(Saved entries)
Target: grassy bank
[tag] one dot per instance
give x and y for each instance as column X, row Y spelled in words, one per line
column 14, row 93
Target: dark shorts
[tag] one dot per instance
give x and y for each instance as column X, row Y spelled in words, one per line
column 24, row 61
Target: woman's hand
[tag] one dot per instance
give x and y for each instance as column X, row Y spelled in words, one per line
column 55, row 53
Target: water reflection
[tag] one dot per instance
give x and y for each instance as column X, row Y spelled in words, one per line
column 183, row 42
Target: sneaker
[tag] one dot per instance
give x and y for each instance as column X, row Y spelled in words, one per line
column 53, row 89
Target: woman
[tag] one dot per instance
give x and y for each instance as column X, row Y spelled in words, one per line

What is asked
Please copy the rows word for word, starting at the line with "Target: sneaker" and continuing through the last row, including both.

Complete answer
Target: sneaker
[tag] one dot per instance
give x and y for each instance as column X, row Y spelled in words, one per line
column 53, row 89
Target: woman
[tag] one dot per instance
give x and y for each instance as column X, row Y spelled in words, one per line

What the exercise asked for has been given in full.